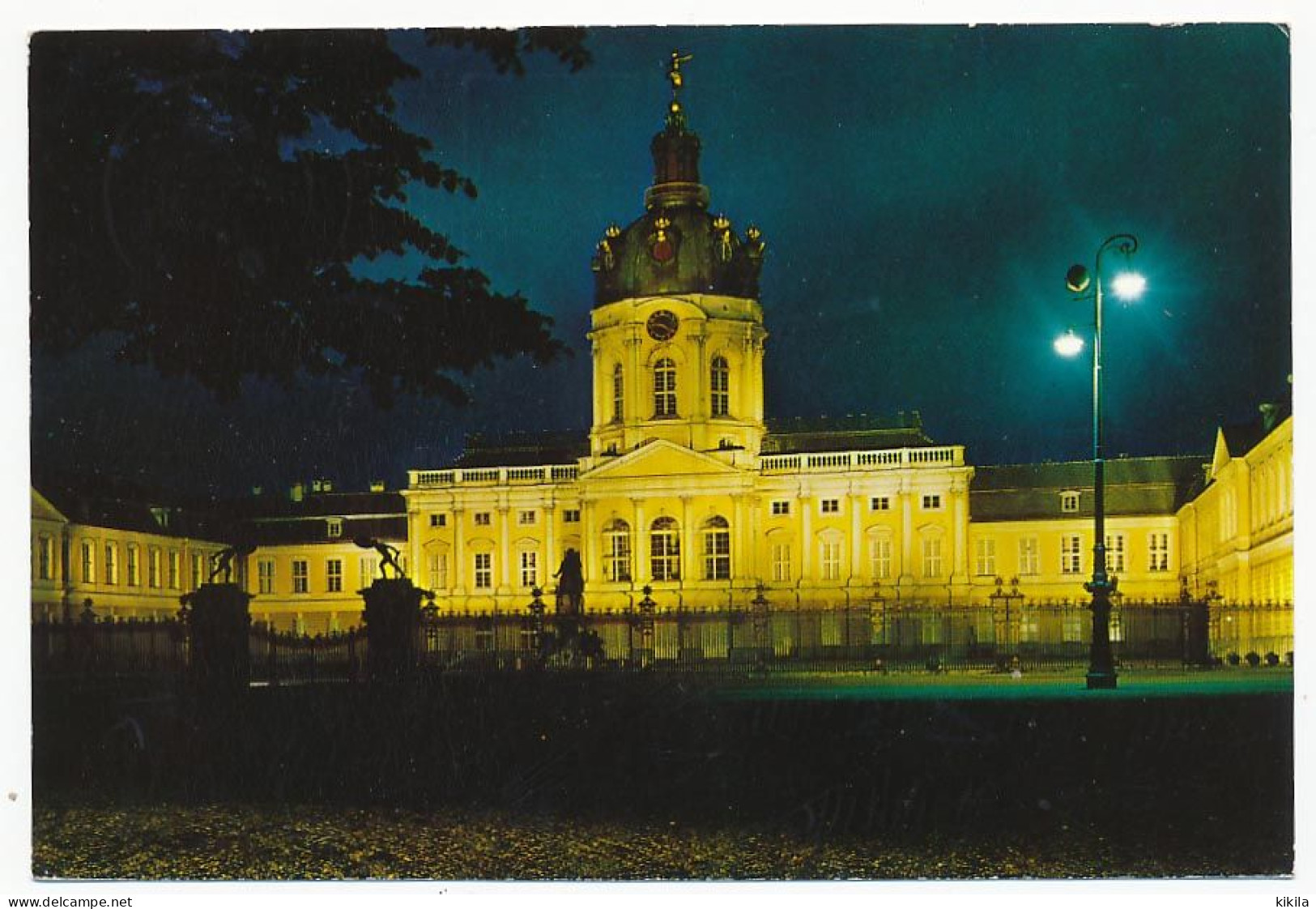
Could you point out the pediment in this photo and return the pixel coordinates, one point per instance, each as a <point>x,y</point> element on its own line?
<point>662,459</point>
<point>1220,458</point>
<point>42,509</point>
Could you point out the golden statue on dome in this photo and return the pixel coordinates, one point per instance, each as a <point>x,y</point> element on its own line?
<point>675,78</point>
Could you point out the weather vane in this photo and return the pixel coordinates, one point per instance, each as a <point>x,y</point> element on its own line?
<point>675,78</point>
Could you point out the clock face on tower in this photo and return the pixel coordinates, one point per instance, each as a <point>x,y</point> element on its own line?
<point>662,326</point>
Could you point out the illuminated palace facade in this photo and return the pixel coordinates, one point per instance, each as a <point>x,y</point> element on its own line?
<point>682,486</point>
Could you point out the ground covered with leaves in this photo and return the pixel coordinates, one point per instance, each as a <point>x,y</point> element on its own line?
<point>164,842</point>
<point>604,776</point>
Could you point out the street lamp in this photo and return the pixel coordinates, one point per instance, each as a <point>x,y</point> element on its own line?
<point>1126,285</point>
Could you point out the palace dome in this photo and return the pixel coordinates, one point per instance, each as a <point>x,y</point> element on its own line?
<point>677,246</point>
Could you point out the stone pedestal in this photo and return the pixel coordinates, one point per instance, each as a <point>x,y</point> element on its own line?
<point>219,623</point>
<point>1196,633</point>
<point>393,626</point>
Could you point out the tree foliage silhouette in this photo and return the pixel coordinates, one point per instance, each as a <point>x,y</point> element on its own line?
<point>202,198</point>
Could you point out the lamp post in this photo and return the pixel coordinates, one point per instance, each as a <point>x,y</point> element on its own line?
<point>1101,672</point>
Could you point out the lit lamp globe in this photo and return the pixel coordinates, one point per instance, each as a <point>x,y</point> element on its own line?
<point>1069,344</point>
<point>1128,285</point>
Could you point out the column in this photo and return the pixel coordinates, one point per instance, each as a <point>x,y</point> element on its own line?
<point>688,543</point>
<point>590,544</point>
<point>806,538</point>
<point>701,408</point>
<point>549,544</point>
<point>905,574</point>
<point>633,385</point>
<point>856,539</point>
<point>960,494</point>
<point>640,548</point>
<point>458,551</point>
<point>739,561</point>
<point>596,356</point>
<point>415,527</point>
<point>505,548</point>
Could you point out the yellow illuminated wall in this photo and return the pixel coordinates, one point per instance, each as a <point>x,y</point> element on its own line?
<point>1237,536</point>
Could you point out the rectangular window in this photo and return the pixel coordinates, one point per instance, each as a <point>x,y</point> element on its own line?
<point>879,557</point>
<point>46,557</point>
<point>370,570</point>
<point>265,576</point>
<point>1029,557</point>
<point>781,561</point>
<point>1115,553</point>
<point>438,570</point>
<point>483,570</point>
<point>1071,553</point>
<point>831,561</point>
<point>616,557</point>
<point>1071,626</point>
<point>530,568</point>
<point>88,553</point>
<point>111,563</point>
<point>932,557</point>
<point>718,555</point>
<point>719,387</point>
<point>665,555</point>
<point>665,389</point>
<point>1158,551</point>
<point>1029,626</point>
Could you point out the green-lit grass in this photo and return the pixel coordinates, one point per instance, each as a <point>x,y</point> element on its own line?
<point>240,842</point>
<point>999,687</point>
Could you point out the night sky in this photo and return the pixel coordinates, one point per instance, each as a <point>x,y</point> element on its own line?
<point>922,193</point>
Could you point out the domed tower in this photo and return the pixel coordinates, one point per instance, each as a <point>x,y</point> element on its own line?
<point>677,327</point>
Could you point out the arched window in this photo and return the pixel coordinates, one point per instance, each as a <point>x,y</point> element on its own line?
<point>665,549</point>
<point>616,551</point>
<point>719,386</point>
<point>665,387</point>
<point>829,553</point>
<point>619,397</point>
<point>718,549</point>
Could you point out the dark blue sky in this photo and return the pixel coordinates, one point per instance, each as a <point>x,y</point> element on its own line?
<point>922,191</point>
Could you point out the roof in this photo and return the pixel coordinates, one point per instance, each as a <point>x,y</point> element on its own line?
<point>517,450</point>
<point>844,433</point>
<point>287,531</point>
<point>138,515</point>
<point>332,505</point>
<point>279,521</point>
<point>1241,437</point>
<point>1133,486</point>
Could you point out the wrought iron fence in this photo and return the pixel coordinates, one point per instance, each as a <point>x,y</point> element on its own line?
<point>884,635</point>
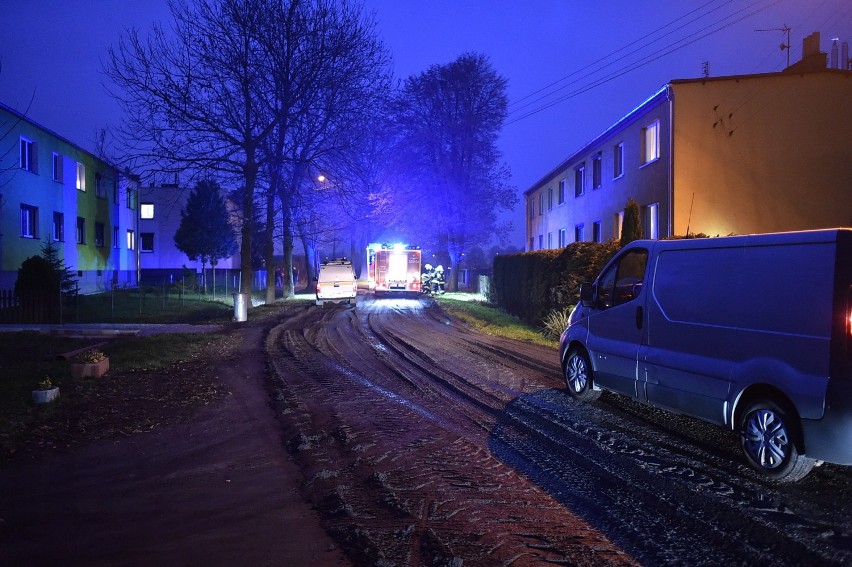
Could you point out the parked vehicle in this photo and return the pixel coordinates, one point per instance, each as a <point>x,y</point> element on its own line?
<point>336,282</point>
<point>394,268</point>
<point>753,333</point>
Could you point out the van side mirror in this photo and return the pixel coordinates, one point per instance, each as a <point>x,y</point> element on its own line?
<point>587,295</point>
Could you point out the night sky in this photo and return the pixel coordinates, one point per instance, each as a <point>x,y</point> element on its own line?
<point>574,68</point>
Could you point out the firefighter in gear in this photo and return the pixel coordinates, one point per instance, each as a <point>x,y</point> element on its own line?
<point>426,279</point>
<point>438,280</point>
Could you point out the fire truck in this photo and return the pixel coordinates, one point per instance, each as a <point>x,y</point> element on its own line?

*INSTRUCTION*.
Output the entries above exactly. Drop the pictures.

*RESULT*.
Could you point out the pediment in this photo and return the pixel coordinates, one point per instance, each as a <point>x,y</point> element on its own line?
<point>662,459</point>
<point>1220,458</point>
<point>42,509</point>
Could you point out the golden statue on dome in this photo and return the pixel coordinates, one point per instance, each as a <point>x,y</point> element on its own line?
<point>675,78</point>
Could you point out the weather vane in this photo and return the pixel coordinates, one point per instance, each as a <point>x,y</point> element on its own line?
<point>675,78</point>
Could you point out the clock face on tower in this photo and return the pixel coordinates, one point per instance, each as a <point>x,y</point> element on its own line?
<point>662,326</point>
Could you point out the illuminated palace facade in this photo and return the pixel coordinates, one point per instance, each as a <point>x,y</point> element on its own line?
<point>682,486</point>
Could you point out the ground covered with leaves in this photo and return the pixel coordinates, one point per instance, each as a <point>x,y</point> element on its own line?
<point>164,842</point>
<point>604,776</point>
Could you point out the street lamp in this photo and return the pixel coordinates, one point per instance, each as a <point>x,y</point> element on its own line?
<point>1126,285</point>
Could you point out the palace dome in this photo and return the pixel coordinates, one point per instance, each as a <point>x,y</point> element on its own line?
<point>677,246</point>
Could you point out the stone pedestal in this photo and return the pixel coordinates, one point per instance, each as a <point>x,y</point> element on its own line?
<point>219,623</point>
<point>1196,633</point>
<point>393,626</point>
Could you point out the tree foliage silhouette in this photo and return the pixel coordinates, one point per instance, each as a <point>x,y</point> element on its own line?
<point>202,198</point>
Could you point out the lamp post in this photo and return the pixel coordinates, one point per instance, each as a <point>x,y</point> element on its own line?
<point>1101,672</point>
Could you point out the lit lamp globe in this photo and return the pixel coordinates, one point per instance, each as a <point>x,y</point> element on its own line?
<point>1069,344</point>
<point>1128,285</point>
Could you point out the column in this photo and return the pixel coordinates, one point per instance, each as a <point>x,y</point> element on its own line?
<point>688,543</point>
<point>590,544</point>
<point>806,538</point>
<point>701,408</point>
<point>549,544</point>
<point>905,574</point>
<point>633,385</point>
<point>856,539</point>
<point>960,494</point>
<point>640,548</point>
<point>458,551</point>
<point>739,561</point>
<point>596,356</point>
<point>415,527</point>
<point>505,548</point>
Could you point out the yellow illuminated wall in this photo and return the pixel coordinates, one point per instance, each as a <point>x,y</point> element on its own line?
<point>1237,536</point>
Could you point out the rectangular window in this photo and return the pixel coordinates, one point per instance, each as a <point>x,y</point> element on its own line?
<point>879,557</point>
<point>46,557</point>
<point>370,570</point>
<point>265,576</point>
<point>1029,557</point>
<point>781,561</point>
<point>1115,553</point>
<point>438,570</point>
<point>483,570</point>
<point>1071,553</point>
<point>831,561</point>
<point>616,557</point>
<point>1071,626</point>
<point>530,568</point>
<point>88,553</point>
<point>111,563</point>
<point>932,557</point>
<point>718,555</point>
<point>719,387</point>
<point>665,555</point>
<point>665,389</point>
<point>1158,551</point>
<point>1029,626</point>
Could you point out the green-lit grass in this photo and return the pixel coordinates, one point per instance, each as a <point>x,y</point> element on its own line?
<point>240,842</point>
<point>999,687</point>
Could you point out the night sky in this photo and return the pixel coordinates, one point per instance, each as a <point>x,y</point> element on its own line?
<point>922,193</point>
Could you point out the domed tower in this photo and return the pixel coordinates, one point per instance, each as a <point>x,y</point> element on its own line?
<point>677,327</point>
Could you point out the arched window in this photo and return the pixel coordinates, one point per instance, each as a <point>x,y</point> element on its own line?
<point>665,549</point>
<point>616,551</point>
<point>719,386</point>
<point>665,387</point>
<point>829,553</point>
<point>619,397</point>
<point>718,549</point>
Could you point out the dark blue sky in this photo and return the pixel coordinates, one point per instance, each as a <point>x,y</point> element on its own line?
<point>922,191</point>
Could you point out the roof in this photo and return the pixel coordinates, one point per instance, each as a <point>x,y</point> element on its own line?
<point>517,450</point>
<point>844,433</point>
<point>287,531</point>
<point>138,515</point>
<point>332,505</point>
<point>279,521</point>
<point>1241,437</point>
<point>1133,486</point>
Could you point out the wrought iron fence in this photo and return the pixel coordinates, one point per instance, each as a <point>x,y</point> element on its own line?
<point>884,635</point>
Could you point out the parked vehicle in this photo and return the pixel coordinates, one point per instance, each as a <point>x,y</point> element on its own line?
<point>336,282</point>
<point>394,268</point>
<point>753,333</point>
Could you point out the van side mirror in this photo and return the pixel coordinates, one point per instance, each as a <point>x,y</point> element on its own line?
<point>587,295</point>
Could you point out the night sky in this photo and return the pixel coordinates, one point per instance, each as a <point>x,y</point> element on its own line?
<point>574,68</point>
Could you point out the firefighter in gear in this photo and return the pixel coordinates, one point per instance, each as a <point>x,y</point> element on its own line?
<point>426,279</point>
<point>438,280</point>
Could you point out the fire truck in this photo and return the pixel coordinates, one point per instance, each as a <point>x,y</point> element on its own line?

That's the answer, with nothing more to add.